─── EXCERPTED TEXT
I’ve been reading two San Francisco poets, Lawrence Ferlinghetti and Jack Hirschman. Back in 1953 Ferlinghetti founded the City Lights Bookstore, and in 1956 he published Allen Ginsberg’s Howl, and after he was prosecuted famously won a court case asserting the right of free speech under the First Amendment. Some forty years later, in 1998, he was named the first San Francisco Poet Laureate. Hirschman, in 2006, was the fourth.  

I had a Hirschman book on order… this was last Monday. The following day there arrived an email from a friend over in the States with a PS – had I seen the news, Ferlinghetti had just died. Aged 101. I’m sad, really sad, he’s gone. Amazed he was still alive.

Remember Howl? OK, you don’t remember. We weren’t alive or we were too young. But it’s a manifesto for anarchy, of a very 1950s and 60s kind. Not the destructive anarchy of the New Right of our own time. It’s the dream anarchy that the world will somehow set itself right. It’s just that ‘America’ is getting in the way.  Ginsberg celebrates ‘the best minds of his generation’, they’re ‘angel-headed hipsters … who poverty and tatters and hollowed-eyed and high sat up smoking in the supernatural darkness of cold-water flats floating across the tops of cities contemplating jazz’. It’s political – but it doesn’t have a prospectus. It just wants you to know that it scorns the whole crazy moneyed apparatus of society.

Ferlinghetti also had the anarchist instinct but he was a practical guy. Founded the bookstore, published Howl, won that court case. But he also knew how to hit home: his is a ‘concrete continent/ spaced with bland billboards/ illustrating imbecile illusions of happiness’. (A Coney Island of the Mind, 1958)  Come 2007 he was more relaxed, the gentrification of San Francisco a big issue. But he was still campaigning for ‘poems that say something supremely original and supremely important, which everyone aches to hear, poetry that cries out to be heard, poetry that’s news’. Maybe the mass media might just print it, if it was ‘a new kind of news’. Though maybe ‘poets would still be ignored by our dominant culture, because they’re saying what our materialist, technophiliac world doesn’t want to hear’.

He was also asking that big question – what exactly what is a poet? He’s like an acrobat ‘on a high wire of his own making/ … a little charliechaplin man/ who may or may not catch/her fair eternal form’ when she comes swinging toward him. That’s from ‘A Coney Island’. His ‘Challenges to Young Poets’ from forty years later keeps it simple: ‘Write short poems in the voice of birds.’

Hirschman was something else, a Street not a Beat poet, a radical communist. (His book, ‘All That’s Left’, arrived yesterday.) ‘It was the Street poets who united with common causes…’ He celebrated SF’s Cafe Trieste, where you’d find ‘local radiances like Lawrence Ferlinghetti’, and ‘the older Beats and Baby Beats and the commies, the surrealists, the anarchists, the socialists, the jazzmen, the urban screwballs, the walk-in weirdos’. From another age he remembered ‘Federico, who would die for poetry’ – Lorca was a hero. ‘The sinking house of the setting sun’ was how he characterised New Orleans after Katrina. And, remembering the Virginia Tech massacre of thirty-two people, he wrote, ‘and now you know what a market/in old Baghdad feels like.’.
──────
TASK REQUIREMENTS>
(a) According to the passage on the San Francisco poets, in what year was Ferlinghetti named the first San Francisco Poet Laureate?
(b) Retype every one of the entries below, character for character.
The passage on the San Francisco poets and the entries have no connection to each other.
─── SUPPLIED MATERIAL
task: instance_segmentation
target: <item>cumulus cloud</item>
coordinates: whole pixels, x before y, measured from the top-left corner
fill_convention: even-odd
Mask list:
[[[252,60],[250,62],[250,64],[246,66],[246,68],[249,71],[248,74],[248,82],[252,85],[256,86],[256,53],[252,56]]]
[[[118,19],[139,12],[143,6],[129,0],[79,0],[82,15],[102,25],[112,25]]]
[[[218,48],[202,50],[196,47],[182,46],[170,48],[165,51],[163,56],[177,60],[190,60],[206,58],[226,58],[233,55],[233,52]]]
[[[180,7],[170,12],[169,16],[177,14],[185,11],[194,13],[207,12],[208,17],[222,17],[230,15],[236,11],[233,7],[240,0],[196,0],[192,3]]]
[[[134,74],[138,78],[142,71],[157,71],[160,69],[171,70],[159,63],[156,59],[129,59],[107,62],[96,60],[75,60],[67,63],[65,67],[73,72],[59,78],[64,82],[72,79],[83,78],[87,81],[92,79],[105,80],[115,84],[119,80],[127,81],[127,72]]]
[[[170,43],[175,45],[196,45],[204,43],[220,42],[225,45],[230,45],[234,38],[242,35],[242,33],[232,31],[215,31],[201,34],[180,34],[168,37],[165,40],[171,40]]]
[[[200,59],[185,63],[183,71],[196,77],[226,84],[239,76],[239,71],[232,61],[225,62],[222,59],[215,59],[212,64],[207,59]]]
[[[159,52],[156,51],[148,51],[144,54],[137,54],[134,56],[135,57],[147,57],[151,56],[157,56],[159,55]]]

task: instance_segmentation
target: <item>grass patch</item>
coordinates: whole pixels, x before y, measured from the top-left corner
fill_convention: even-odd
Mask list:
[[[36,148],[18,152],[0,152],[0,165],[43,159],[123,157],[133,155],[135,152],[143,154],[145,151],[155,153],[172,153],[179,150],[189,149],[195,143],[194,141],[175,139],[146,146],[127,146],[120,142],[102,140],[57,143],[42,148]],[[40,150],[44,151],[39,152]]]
──────
RESULTS BY TASK>
(a) 1998

(b)
task: instance_segmentation
target: <item>cumulus cloud</item>
coordinates: whole pixels, x before y, measured from the top-left corner
fill_convention: even-odd
Mask list:
[[[252,60],[250,62],[250,64],[246,66],[246,68],[249,71],[248,74],[248,82],[252,85],[256,86],[256,53],[252,56]]]
[[[118,19],[139,12],[143,6],[129,0],[79,0],[82,15],[102,25],[112,25]]]
[[[218,48],[202,50],[196,47],[182,46],[170,48],[165,51],[163,56],[177,60],[190,60],[206,58],[226,58],[233,55],[233,52]]]
[[[180,7],[170,12],[169,16],[177,14],[185,11],[194,13],[207,12],[208,17],[222,17],[230,15],[236,11],[233,7],[240,0],[196,0],[192,3]]]
[[[134,74],[138,78],[142,71],[157,71],[160,69],[171,70],[159,63],[156,59],[129,59],[107,62],[96,60],[75,60],[67,63],[65,67],[73,72],[59,78],[64,82],[72,79],[83,78],[87,81],[92,79],[105,80],[115,84],[119,80],[127,81],[127,72]]]
[[[170,43],[175,45],[196,45],[204,43],[220,42],[225,45],[230,45],[234,38],[242,35],[242,33],[232,31],[215,31],[201,34],[180,34],[168,37],[165,40],[171,40]]]
[[[200,59],[185,63],[183,71],[196,77],[226,84],[239,76],[239,71],[232,61],[225,62],[222,59],[215,59],[212,64],[207,59]]]
[[[159,52],[156,51],[148,51],[144,54],[137,54],[134,56],[135,57],[147,57],[151,56],[157,56],[159,55]]]

task: instance_segmentation
target: <item>grass patch</item>
coordinates: whole pixels, x before y, measured from the top-left corner
fill_convention: even-odd
Mask list:
[[[36,148],[18,152],[0,152],[0,165],[43,159],[123,157],[133,155],[135,152],[143,154],[145,151],[155,153],[172,153],[179,150],[189,149],[195,143],[194,141],[175,139],[146,146],[127,146],[120,142],[102,140],[57,143],[42,148]],[[40,150],[44,151],[39,152]]]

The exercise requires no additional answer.